What you should do » Your answer must be the listing, given again word for word.

*** Extracted material Section Begins ***

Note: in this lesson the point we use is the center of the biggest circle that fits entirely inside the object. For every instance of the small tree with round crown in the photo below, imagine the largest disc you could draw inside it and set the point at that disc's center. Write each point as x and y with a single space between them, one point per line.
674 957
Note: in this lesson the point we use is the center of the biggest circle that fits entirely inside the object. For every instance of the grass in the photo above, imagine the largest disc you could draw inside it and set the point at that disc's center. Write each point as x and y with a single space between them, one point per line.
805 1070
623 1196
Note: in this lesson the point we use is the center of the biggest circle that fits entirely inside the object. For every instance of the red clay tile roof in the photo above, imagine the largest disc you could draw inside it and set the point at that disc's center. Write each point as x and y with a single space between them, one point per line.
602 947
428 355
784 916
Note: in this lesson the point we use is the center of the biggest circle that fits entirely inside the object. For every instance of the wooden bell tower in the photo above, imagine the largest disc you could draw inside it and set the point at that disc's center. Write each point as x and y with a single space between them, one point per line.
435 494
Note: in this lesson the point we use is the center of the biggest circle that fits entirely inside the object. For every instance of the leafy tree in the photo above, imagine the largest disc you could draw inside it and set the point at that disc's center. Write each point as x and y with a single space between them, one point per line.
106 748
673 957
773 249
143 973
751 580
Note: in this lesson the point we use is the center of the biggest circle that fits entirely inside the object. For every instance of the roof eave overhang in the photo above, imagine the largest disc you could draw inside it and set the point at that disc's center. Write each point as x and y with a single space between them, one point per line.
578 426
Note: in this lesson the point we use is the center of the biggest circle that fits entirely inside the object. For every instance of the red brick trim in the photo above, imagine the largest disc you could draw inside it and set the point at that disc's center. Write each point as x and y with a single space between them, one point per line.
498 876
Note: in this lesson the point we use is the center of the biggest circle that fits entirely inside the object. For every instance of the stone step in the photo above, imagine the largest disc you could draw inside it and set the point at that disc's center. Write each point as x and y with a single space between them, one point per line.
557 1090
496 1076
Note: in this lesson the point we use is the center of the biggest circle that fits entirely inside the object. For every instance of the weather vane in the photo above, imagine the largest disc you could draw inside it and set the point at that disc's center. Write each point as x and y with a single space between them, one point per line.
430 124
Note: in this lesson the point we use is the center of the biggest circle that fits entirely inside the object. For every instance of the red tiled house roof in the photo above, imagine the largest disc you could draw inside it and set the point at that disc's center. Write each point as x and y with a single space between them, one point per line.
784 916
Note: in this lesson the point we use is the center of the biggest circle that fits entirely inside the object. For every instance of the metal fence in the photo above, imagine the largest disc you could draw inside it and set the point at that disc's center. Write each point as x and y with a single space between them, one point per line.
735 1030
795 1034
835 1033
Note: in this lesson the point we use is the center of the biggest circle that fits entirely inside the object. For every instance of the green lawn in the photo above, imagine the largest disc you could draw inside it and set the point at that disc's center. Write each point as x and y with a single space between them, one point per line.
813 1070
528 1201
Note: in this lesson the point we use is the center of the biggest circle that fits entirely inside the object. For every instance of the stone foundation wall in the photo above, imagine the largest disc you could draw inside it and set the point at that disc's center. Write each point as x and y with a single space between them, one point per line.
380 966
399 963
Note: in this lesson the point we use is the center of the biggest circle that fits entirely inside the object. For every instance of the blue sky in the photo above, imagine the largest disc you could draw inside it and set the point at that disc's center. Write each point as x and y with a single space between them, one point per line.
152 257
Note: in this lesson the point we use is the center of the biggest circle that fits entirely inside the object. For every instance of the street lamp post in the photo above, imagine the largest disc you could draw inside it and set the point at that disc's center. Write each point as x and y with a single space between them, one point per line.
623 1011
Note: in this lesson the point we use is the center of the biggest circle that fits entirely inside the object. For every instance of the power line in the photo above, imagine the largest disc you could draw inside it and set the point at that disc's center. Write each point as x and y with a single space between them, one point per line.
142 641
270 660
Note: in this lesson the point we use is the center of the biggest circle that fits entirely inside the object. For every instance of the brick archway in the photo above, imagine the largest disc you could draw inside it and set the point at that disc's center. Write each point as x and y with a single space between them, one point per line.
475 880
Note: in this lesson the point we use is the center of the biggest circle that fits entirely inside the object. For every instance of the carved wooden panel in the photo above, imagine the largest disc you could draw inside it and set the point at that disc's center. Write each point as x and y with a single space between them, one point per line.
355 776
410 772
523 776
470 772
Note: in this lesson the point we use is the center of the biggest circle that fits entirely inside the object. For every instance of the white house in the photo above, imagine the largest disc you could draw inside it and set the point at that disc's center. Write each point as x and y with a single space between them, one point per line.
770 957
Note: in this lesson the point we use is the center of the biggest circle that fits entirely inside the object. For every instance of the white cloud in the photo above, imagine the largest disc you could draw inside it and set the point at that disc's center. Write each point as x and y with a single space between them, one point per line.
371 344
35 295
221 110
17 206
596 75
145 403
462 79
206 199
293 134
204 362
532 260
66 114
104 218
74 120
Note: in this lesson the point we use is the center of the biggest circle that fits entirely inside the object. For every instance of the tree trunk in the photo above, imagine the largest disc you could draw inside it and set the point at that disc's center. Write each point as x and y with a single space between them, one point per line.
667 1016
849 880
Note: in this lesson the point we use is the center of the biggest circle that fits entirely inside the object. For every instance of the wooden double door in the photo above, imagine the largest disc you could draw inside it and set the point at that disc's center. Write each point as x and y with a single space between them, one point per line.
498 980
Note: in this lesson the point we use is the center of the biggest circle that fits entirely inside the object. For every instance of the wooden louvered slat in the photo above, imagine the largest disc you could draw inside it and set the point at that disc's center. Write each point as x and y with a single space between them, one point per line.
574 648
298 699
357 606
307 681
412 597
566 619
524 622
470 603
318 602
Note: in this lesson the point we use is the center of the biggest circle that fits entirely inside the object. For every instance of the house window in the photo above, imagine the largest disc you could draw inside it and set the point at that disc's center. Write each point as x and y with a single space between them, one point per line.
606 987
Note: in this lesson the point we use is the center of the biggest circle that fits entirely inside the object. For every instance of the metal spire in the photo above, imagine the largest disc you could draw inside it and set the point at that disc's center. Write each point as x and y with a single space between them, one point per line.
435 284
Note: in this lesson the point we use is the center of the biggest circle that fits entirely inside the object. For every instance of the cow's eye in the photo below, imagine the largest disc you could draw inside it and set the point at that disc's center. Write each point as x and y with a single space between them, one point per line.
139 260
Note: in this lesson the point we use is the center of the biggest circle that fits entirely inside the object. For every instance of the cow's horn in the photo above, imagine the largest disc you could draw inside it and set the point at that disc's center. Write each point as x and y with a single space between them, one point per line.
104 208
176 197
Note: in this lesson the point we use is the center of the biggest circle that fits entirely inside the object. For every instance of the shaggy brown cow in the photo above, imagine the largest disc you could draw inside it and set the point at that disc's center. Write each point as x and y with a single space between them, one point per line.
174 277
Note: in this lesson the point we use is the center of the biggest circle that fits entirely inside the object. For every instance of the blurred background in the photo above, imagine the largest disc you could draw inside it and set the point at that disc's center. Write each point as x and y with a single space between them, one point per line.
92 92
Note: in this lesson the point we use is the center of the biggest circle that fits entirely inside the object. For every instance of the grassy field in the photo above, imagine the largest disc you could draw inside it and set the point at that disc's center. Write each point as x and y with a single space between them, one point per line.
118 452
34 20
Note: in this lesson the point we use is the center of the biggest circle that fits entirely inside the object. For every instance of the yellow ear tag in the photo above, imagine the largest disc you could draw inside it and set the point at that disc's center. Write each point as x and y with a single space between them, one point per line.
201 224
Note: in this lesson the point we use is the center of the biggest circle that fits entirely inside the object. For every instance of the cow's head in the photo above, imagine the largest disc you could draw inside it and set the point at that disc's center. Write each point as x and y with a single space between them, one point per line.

*** Extracted material Section Ends ***

Reply to the exercise »
Note: in this lesson the point we use is the center of the biggest circle that fits entirely inside the object. For every instance of the small tree with round crown in the photo below, imagine the largest disc you could draw inside it and set the point at that disc's center. Write each point as x and y with a single space between them, one point per line.
674 957
Note: in this lesson the point we use is the center of the biggest circle that fits entirely inside the object. For every instance of the grass in the photo above, imagine the largest disc you could draw inside it and set the point at that disc's center. Write each point as x and y with a single space between them, one point per line.
805 1070
623 1196
Note: in this lesson the point we use is the center of the biggest circle that fits entirely inside the object. For every instance of the red clay tile roof in the photo above, imagine the largest disc you could draw inside it and set the point at that disc's center. Write each point as x and y with a single space between them, one point per line.
602 947
428 355
784 916
Note: in this lesson the point we use is the center of the biggest circle that fits entirely inside the object. For every instance of the wooden bell tower in the photo above, imagine the largest disc you could draw inside it and set the point at that disc's center. Write each point as x and y with a single space between them, one point per line.
435 494
Note: in this lesson the point we use is the center of the biggest circle that fits entirely inside the object. For every instance of the leafy tree in the photo above, imagine the largest disc you could draw inside it and set the point at that disc's center. Write each point as x and y with a single space between them, one point per line.
106 748
673 957
773 249
143 973
751 580
Note: in this lesson the point we use is the center of the biggest circle that fits entirely inside the object. For every instance of the roof eave overhang in the photo above, imagine the largest disc you could draw inside it and set the point at that disc's center. Write each point as x and y with a single space between them, one point per line.
578 426
Note: in this lesson the point we use is the center of the biggest circle that fits entirely inside the object. For every instance of the red brick trim in the photo above, imagine the largest disc you could draw inside it and set the point at that disc's center. Write each point as x and y with a single space between them, one point per line.
498 876
Note: in this lesson the point we use is the center of the biggest circle that fits entirely inside the object. For every instance of the stone step in the photo above, imagine the largest disc you could draw inside it and set the point at that disc's center. Write each point as x and y with a single space between them, one point per line.
557 1090
496 1076
Note: in this lesson the point we use is the center of the biggest circle that fits entirely inside the object. For every instance of the weather vane in the photo above, imagine the largest disc you could draw inside it and set the point at that disc's center. Write each point as x and y with a single space between them, one point per line.
430 124
Note: in this lesson the point we use is the center of the biggest circle that fits entirely inside the object. For every instance of the red tiled house roof in the photo above, imagine the largest disc you could draw inside it and set the point at that disc's center. Write each point as x and y with a single space between them, one point per line.
784 916
Note: in this lesson the point we use is the center of the biggest circle that fits entirely inside the object. For every instance of the metal fence in the photo above, imagine the largest disc you could draw inside it and set the point at that disc's center. Write each point as x and y with a single space between them, one point per line.
735 1030
795 1034
835 1033
Note: in this lesson the point we use is the center of the biggest circle that fits entirely inside the object. For every instance of the green lawn in the photo above, imagine the largest disc you could draw inside it and set the point at that disc's center. Write each point as x and y with a single space between them, one point per line.
813 1070
528 1201
Note: in this lesson the point we use is the center of the biggest circle that fits entirely inside the object. For every instance of the stone foundation wall in the photo above, imagine the largest disc you could draw inside it and set the point at that disc's center. Write each point as x and y with a single space between them, one point per line.
380 966
399 963
Note: in this lesson the point we use is the center of the biggest circle that fits entirely inside the object. For every instance of the blue sky in the photo above, imagine the largest disc you could draw inside it and set the point at that disc's center. Write each point as x and y with a single space between them, one point per line.
152 257
Note: in this lesson the point we use is the center of the biggest circle that fits entirely inside the object. For every instance of the street lamp post in the photo above, imagine the largest disc you could draw inside it and set the point at that disc's center. Write each point as x and y with a single space between them, one point per line.
623 1011
Note: in this lesson the point we use is the center of the biggest circle that fits entirely inside the object. For every instance of the power line in the photo above, imagine the largest disc you could draw inside it and set the point at that disc's center. Write each point as x and y with a single space between them, one point per line.
142 641
270 660
Note: in this lesson the point we use is the center of the biggest circle that fits entirely inside the object. For every instance of the brick archway in the photo above, imagine the largest disc you could draw inside it and set the point at that disc's center. Write each point as x and y with a single space between them, one point per line.
475 880
Note: in this lesson the point we use is the center of the biggest circle that fits entirely inside the object. For every instance of the carved wooden panel in the photo above, imagine the largest disc you could draw inside it and set the point at that disc's center. Write each point as x and y with a single space between them, one point per line.
355 776
410 772
523 776
470 772
Note: in this lesson the point we use is the center of the biggest circle that fits entirely inside the object. For every instance of the white house in the photo above, imagine the largest disc you could draw inside it and set the point at that disc's center. Write each point as x and y with a single space between them, one point per line.
770 957
Note: in this lesson the point we use is the center of the biggest circle that fits entirely inside the object. For every instance of the white cloud in the photo above, imagine the largest disc you could draw inside it and set the point at that disc's center. Write each point as x and y with a single space between them, one point per line.
371 344
35 295
221 110
17 206
596 75
145 403
462 79
206 199
293 134
204 362
532 260
66 114
104 218
74 120
Note: in this lesson the point we use is the center of the biggest circle that fits entirely inside the object. For every instance of the tree trunk in the photo above, imagine the largest disc you could draw inside it and set the point at that disc's center. Write each point as x and y with a single space between them, one point per line.
667 1016
849 880
Note: in this lesson the point we use is the center of the biggest circle that fits entirely inside the object. For every instance of the wooden double door in the photo above, imagine the largest disc you could draw inside it and set the point at that disc's center. Write each point as x and y with a single space between them, one point per line.
498 980
Note: in this lesson the point we use is the center of the biggest circle that fits entirely inside the object. For every instance of the wooden louvered slat in the photo above, imagine the largest disc you could draw inside it and set the point at that disc's center. Write each point as x and y with a single space between them, one point per line.
574 648
298 699
357 606
307 681
412 597
566 619
524 622
470 603
318 602
Note: in this lesson the point we use is the center of the biggest circle that fits entirely inside the object. For every instance of the house window in the photo above, imagine the largest disc you could draw inside it and set the point at that disc's center. Write each point as x and y with a single space between them, one point per line.
606 987
Note: in this lesson the point we use is the center of the biggest circle that fits entirely inside the object. For every instance of the metal spire in the photo above, imagine the largest disc you could draw inside it and set the point at that disc's center. Write each point as x and y with a single space between them, one point per line.
435 284
Note: in this lesson the point we use is the center of the biggest circle that fits entirely inside the object. For every instance of the cow's eye in the photo below, imagine the largest disc you could draw inside it and set the point at that disc's center. Write each point as x and y with a single space between them, one point per line.
139 260
Note: in this lesson the point we use is the center of the biggest circle that fits entirely inside the object. For every instance of the cow's horn in the photo above, imagine the largest disc you could draw inside it and set the point at that disc's center. Write each point as x and y with a single space between them, one point per line.
104 208
176 197
Note: in this lesson the point we use is the center of the biggest circle that fits entirely inside the object. For every instance of the shaggy brown cow in the photo above, imagine the largest disc you could draw inside it and set the point at that disc's center. Write each point as x and y with a single space between them, one point per line.
174 277
Note: in this lesson the point we use is the center of the biggest circle that fits entirely inside the object. For every instance of the blurred background in the photo above, imagine the largest disc you could draw inside it and set the point at that disc's center. Write each point as x and y with a single space between them, one point per line.
92 92
Note: in this lesson the point we use is the center of the biggest circle that fits entirely inside the object. For every instance of the grassy field in the photo above, imagine the largest disc you could draw inside it and set the point at that disc's center. Write each point as x and y with a single space between them, one point per line.
118 452
34 20
Note: in this lesson the point we use is the center of the biggest circle that fits entirely inside the object. For every instance of the yellow ear tag in the photo above, imagine the largest disc you could draw inside it and set the point at that disc's center. Write each point as x and y with a single space between them, one point per line.
201 224
Note: in this lesson the point we use is the center of the biggest circle that fits entirely inside the object. For every instance of the cow's head in the photo above, imagine the largest disc you could draw inside it and set the point at that disc's center. Write each point as x and y with a single space between them, one point per line.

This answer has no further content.